Article by Doug Marrin October 15, 2019 (thesuntimesnews.com)
• In the late evening of March 20, 1966, Frank Mannor and his son Ronald watched a pyramid-shaped UFO craft hover over their farm in Dexter, Michigan. The body of the craft was a porous-looking yellowish rock. Frank described a blue-green light on the right side of it, and a white light on the left side. No antenna or porthole. “We got to about 500 yards of the thing,” Mannor told reporters. “You couldn’t see it too good because it was surrounded with heat waves, like you see on the desert.”
• The Washtenaw County Sheriff’s report listed up to 60 witnesses that watched the UFO for a half hour, including 12 policemen, from a distance of only 1,500 feet. The consensus described it as a brown luminous car-sized object with a “scaly” or “waffled” surface, cone-shaped on top and flat or oval on the bottom. It had two bluish-green lights on right and left edges that turned bright red to illuminate the object.
• At one point the whole object lit up with a yellowish glow while rising 500 ft, and then descended again. When the witnesses saw a couple of flashlights in the distance, the object seemed to respond by flying away at high speed directly over the witnesses with a whistling sound like a rifle bullet ricocheting.
• The press pounced on the story and suddenly there were sightings throughout the Midwestern states with UFO reports as far away as Kansas. Dismissed at first as a hoax or mass delusion, the government finally sent in Dr. J Allen Hynek, an astronomer from Northwestern University to investigate the matter. Hynek arrived in Dexter and found what he later described as “near hysteria.”
• The mid-1960s were the days of black and white television shows such as “Lost in Space” and “My Favorite Martian”, and movies like “Invasion of the Body Snatchers” and “The Day the Earth Stood Still”. The public had been primed for this moment. UFO and alien mania were sweeping across the country. At nearby University of Michigan students laughed it off and played alien pranks.
• Doug Harvey, who was the Washtenaw County Sheriff at the time, recalls Hynek coming the sheriff’s office to introduce himself. Hynek told him, “’I’m from Washington and I’ve come down (here) to inspect that site about the UFO.’ So I drove him out there and he looked at it and talked to the Mannors. He got back in the car and I said, ‘What do you think?’ He said, ‘You know, I really don’t know. I really don’t know. Something was there.’”

Entries from a pointing dataset:
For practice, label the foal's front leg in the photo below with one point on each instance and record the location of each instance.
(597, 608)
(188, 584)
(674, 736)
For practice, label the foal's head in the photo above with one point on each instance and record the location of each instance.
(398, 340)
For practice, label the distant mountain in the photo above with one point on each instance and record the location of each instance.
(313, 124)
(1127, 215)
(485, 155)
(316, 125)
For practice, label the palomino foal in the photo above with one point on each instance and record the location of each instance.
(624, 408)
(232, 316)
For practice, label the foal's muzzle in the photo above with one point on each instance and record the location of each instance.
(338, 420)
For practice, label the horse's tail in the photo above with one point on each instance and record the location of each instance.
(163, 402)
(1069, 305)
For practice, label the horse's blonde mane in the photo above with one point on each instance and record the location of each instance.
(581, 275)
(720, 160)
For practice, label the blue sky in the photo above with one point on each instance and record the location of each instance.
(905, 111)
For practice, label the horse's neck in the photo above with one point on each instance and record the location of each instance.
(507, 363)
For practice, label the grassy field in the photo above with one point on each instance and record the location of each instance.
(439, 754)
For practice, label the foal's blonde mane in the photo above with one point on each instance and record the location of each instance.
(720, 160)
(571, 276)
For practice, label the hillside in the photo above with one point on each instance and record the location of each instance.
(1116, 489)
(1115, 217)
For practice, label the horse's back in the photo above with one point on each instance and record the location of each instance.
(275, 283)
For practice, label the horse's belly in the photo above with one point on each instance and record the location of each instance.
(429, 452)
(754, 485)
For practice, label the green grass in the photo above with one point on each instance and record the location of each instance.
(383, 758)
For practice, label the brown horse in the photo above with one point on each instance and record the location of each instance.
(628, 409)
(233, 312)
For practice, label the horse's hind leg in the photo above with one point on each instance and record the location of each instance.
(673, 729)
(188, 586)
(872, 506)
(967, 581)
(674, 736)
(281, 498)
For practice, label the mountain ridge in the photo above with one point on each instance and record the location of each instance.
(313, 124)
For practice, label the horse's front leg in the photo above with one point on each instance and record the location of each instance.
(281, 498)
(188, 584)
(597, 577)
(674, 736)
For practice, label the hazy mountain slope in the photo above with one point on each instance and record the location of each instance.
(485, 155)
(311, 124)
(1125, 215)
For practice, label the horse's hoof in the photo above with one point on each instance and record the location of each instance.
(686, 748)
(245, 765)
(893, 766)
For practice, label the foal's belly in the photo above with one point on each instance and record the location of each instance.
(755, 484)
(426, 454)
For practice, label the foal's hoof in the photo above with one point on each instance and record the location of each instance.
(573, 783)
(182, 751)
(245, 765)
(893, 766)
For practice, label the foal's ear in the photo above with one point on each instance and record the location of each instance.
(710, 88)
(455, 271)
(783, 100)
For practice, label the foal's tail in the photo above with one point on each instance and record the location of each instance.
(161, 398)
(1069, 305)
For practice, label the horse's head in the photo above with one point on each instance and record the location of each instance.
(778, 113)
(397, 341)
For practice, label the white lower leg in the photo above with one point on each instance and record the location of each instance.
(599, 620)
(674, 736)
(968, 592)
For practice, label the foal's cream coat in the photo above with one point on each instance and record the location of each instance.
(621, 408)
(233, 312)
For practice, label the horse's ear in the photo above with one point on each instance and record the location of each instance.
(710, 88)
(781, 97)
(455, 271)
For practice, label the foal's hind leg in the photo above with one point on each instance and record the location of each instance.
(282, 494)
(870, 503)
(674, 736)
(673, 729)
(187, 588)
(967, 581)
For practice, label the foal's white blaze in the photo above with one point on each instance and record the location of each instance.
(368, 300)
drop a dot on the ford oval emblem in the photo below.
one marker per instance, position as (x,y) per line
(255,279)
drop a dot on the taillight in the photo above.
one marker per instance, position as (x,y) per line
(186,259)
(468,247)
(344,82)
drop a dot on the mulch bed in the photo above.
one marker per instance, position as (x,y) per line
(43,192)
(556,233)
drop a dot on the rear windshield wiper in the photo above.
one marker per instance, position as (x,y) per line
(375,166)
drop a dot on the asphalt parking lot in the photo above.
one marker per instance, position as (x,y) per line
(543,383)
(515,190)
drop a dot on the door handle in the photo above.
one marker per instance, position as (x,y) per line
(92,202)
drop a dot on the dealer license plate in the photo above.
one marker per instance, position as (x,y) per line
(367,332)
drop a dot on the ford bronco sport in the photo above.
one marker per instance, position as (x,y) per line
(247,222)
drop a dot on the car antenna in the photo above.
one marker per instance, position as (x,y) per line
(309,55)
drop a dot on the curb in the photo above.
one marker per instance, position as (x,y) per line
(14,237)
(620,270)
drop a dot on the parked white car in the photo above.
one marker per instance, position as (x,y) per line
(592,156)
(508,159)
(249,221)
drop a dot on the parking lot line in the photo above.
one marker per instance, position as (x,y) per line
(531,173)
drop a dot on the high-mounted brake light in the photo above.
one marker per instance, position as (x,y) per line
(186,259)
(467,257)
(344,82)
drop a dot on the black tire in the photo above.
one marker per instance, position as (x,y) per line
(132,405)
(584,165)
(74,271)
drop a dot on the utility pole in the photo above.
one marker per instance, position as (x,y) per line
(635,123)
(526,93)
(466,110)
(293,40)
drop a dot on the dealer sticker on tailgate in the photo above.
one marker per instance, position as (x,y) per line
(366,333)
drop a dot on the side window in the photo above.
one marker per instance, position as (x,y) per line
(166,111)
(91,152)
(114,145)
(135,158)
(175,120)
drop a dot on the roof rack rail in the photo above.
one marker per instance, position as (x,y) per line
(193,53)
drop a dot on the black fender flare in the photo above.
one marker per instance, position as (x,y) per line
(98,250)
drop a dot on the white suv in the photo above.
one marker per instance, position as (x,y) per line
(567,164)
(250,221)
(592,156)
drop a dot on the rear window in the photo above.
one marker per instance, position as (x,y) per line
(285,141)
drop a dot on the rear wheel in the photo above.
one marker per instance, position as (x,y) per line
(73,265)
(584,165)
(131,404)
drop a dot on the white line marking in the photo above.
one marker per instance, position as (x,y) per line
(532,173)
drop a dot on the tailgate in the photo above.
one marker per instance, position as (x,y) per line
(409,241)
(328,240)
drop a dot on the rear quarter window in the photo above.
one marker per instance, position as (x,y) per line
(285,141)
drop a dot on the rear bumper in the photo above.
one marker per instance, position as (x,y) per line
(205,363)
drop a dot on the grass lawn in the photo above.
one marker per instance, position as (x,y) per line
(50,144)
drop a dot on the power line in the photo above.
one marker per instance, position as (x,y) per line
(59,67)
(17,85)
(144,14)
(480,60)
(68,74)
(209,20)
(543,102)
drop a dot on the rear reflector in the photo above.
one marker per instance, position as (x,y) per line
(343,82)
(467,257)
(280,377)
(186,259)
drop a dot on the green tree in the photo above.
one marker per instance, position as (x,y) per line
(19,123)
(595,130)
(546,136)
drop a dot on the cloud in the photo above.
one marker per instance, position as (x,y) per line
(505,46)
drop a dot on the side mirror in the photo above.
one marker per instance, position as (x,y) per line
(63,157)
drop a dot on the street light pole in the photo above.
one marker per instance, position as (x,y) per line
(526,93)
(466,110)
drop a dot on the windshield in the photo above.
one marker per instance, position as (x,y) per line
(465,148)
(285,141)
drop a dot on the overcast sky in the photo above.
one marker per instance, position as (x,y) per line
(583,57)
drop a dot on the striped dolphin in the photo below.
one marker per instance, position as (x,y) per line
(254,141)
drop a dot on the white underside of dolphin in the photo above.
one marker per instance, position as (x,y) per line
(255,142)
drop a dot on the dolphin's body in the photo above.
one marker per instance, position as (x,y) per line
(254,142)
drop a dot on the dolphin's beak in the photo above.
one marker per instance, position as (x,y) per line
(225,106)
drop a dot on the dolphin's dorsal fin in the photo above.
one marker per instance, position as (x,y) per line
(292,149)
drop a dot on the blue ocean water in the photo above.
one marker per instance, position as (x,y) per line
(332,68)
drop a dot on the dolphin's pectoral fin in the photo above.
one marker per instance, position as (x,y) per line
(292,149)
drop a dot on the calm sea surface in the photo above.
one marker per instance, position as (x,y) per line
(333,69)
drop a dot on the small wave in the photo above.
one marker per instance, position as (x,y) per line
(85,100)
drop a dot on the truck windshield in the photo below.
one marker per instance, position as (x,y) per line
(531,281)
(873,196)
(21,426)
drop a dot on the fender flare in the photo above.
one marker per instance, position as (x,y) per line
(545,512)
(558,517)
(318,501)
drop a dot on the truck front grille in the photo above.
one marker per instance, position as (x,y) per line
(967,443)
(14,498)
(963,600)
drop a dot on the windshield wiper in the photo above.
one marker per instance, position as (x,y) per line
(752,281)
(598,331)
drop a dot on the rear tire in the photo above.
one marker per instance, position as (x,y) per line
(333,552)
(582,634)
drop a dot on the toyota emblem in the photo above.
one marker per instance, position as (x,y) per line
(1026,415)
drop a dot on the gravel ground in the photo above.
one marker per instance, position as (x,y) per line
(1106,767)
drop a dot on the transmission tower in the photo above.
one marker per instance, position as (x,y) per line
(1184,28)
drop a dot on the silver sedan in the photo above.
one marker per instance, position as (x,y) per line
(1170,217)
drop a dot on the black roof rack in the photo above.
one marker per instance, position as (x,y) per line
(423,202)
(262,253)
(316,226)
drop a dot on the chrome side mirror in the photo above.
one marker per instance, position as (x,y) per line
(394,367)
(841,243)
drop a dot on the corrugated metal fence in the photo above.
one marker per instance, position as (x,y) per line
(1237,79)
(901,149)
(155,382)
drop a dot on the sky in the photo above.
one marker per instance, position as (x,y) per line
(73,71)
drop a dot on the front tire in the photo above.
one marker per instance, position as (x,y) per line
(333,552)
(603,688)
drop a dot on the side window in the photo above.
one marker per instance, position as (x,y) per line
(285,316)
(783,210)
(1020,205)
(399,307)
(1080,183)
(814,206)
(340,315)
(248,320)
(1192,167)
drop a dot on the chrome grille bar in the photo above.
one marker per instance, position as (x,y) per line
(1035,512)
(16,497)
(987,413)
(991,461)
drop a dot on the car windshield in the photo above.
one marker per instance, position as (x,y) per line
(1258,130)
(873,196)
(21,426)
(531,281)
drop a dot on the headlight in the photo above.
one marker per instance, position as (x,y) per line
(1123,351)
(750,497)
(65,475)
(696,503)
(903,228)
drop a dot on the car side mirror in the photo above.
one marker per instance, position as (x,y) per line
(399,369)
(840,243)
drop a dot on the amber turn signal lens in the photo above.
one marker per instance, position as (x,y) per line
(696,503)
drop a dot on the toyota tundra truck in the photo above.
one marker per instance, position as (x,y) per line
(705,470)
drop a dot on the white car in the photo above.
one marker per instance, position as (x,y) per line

§ Goals:
[a] Answer these questions about the article on the 1966 Dexter UFO sighting:
(i) According to Frank Mannor, what was the craft surrounded with?
(ii) How many policemen were among the witnesses in the Washtenaw County Sheriff's report?
(iii) Which university was Dr. J Allen Hynek from?
[b] Write the next part of the article on the 1966 Dexter UFO sighting, starting after its last paragraph.

§ Per-task answers:
[a]
(i) Heat waves, like those seen on the desert.
(ii) 12.
(iii) Northwestern University.

[b]
• Sheriff Harvey says that, “As soon as we got back to the jail, (Hynek) had a call from Washington.” Hynek then used Harvey’s office to address the press. Hynek announced, “We have definitely discovered that it was swamp gas.” “And that’s where it died,” says Harvey. Everybody went home.
• Of the 78 UFO sightings reported in Michigan to the National UFO Reporting Center so far in 2019, one was in Dexter. In the late evening of August 1, 2019, a Dexter resident reported seeing a bright and pulsing amber light hovering above his garage for a few minutes. It also had two smaller blinking red lights. “It was too big to be a plane,” said the witness. Then it suddenly took off over (his) house and into the distance, making a sound similar to a low-flying plane. “[B]ut it was very much not a plane.”
• There are more sightings reported now than ever before, but the public has been desensitized to it. We’ve been hearing stories of UFO encounters for seventy years. At some point you give up and move on. People aren’t frightened of UFOs. It is simply that nobody takes them seriously or gives them a second thought unless it is especially compelling. We’ve traded hysteria for ambivalence.
There was a UFO incident in Dexter in 1966 that sparked a national panic over an imminent alien invasion. The event was the climax of a hysteria that had been mounting for decades. Once over, fear of UFOs faded, making room for other national worries. However, UFO sightings continue to this day in Washtenaw County and around the state, but nobody gives them a second thought or even a first.
“We got a call that the Mannors out in Dexter seen a UFO,” says Doug Harvey who was the Washtenaw County Sheriff at the time. “So I went out there and the grass was down flat in a round circle…and they said they definitely seen an object come down and lift off.”
UFO hysteria first began in the late 1940s. It coincided and was quite probably fueled by the start of the Cold War and its paranoia as well as the emergence of the Golden Age of Television and its entertainment. By the mid-1960s, the collective American imagination was fertile for end-of-the-world scenarios, either manmade or alien.
But what has happened since then? Fifty years later, we’re not scared anymore. And except for a few over-cooked and half-baked UFOlogists storming Area 51 in the Nevada desert, we’re not taking the idea of visiting extraterrestrials seriously anymore. The whole idea is a thing of fiction, for entertainment purposes only.
Dexter’s UFO incident
It all started out of nowhere late one evening in 1966. Right at the moment when the earth was at its Spring Equinox as if in response to the University of Michigan’s advanced radio telescope probing space the final frontier on nearby Peach Mountain, strange but colorful lights suddenly appeared over a family farm in Dexter Township.
The owner, Frank Mannor, along with his son Ronald, ran after the strange, hovering craft over his wooded swamp. Oh to have been there with a smartphone.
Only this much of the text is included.